----- RECORDS FOR THIS EXERCISE -----

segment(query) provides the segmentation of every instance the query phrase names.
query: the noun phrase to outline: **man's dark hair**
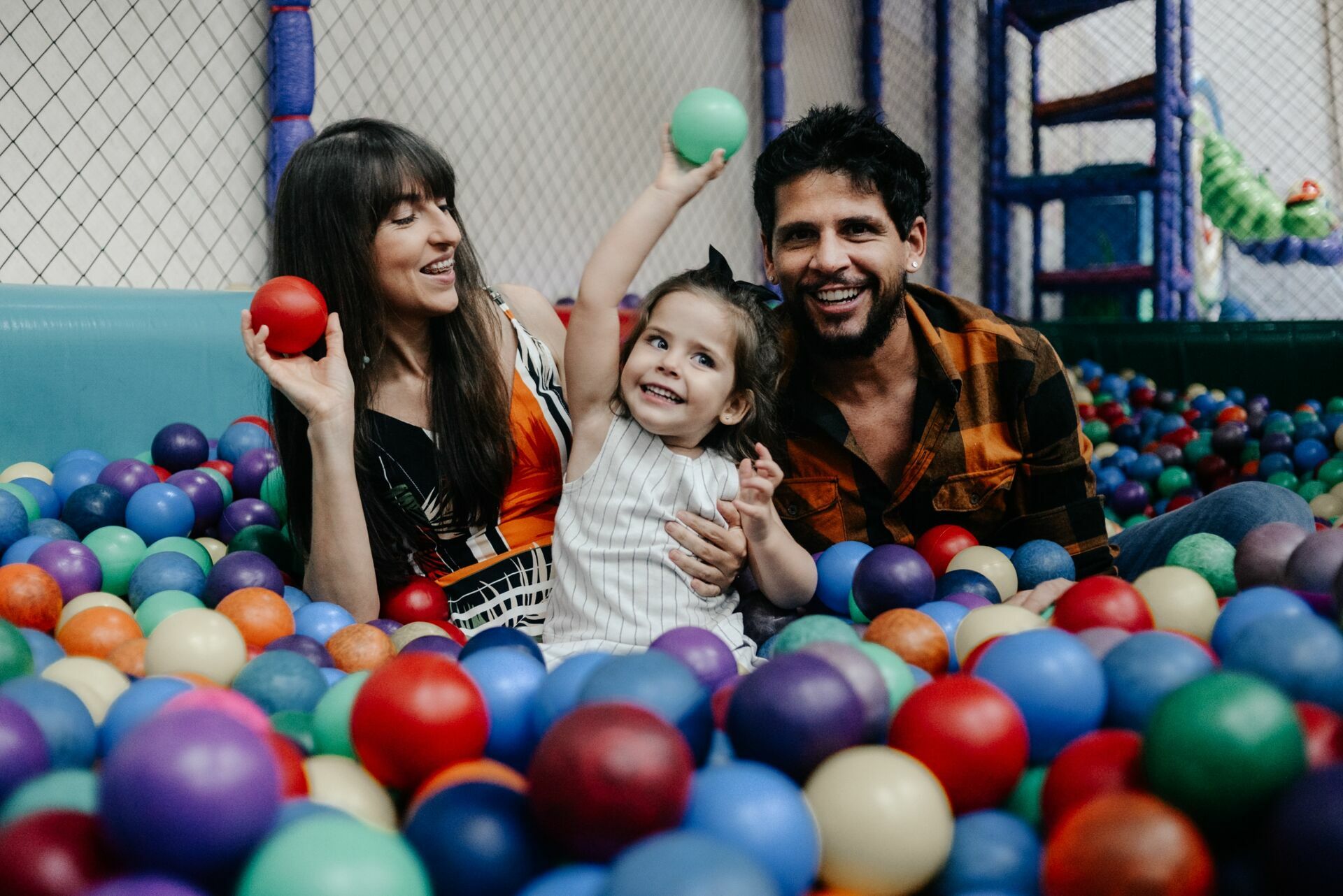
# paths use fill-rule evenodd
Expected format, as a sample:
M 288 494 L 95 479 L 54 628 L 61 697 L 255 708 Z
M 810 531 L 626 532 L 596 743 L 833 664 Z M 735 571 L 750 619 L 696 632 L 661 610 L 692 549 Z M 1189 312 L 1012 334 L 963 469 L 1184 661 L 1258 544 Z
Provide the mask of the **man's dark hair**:
M 932 199 L 923 157 L 868 110 L 813 107 L 774 138 L 755 168 L 755 205 L 760 231 L 774 239 L 776 190 L 814 170 L 845 173 L 854 186 L 881 194 L 900 239 L 909 239 L 915 219 Z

-----

Rewrite the items above, replacing every "man's dark hair" with "man's black hair" and changing nothing else. Leave the pictures out of your answer.

_FULL RESPONSE_:
segment(query) provides the segmentation of every instance the query phrase names.
query: the noun phrase to outline: **man's black hair**
# paths use fill-rule evenodd
Expected format, as a sample:
M 288 494 L 95 479 L 54 628 L 61 697 L 255 708 Z
M 810 531 L 626 532 L 596 743 L 833 664 Z M 735 571 L 750 619 L 696 632 L 661 610 L 692 549 Z M 1189 312 L 1012 334 L 963 469 L 1184 661 L 1258 544 Z
Provide the mask of the **man's black hair**:
M 932 199 L 923 157 L 868 110 L 813 107 L 774 138 L 755 168 L 755 205 L 760 231 L 774 239 L 776 190 L 814 170 L 845 173 L 854 186 L 881 194 L 900 239 L 909 239 L 915 219 Z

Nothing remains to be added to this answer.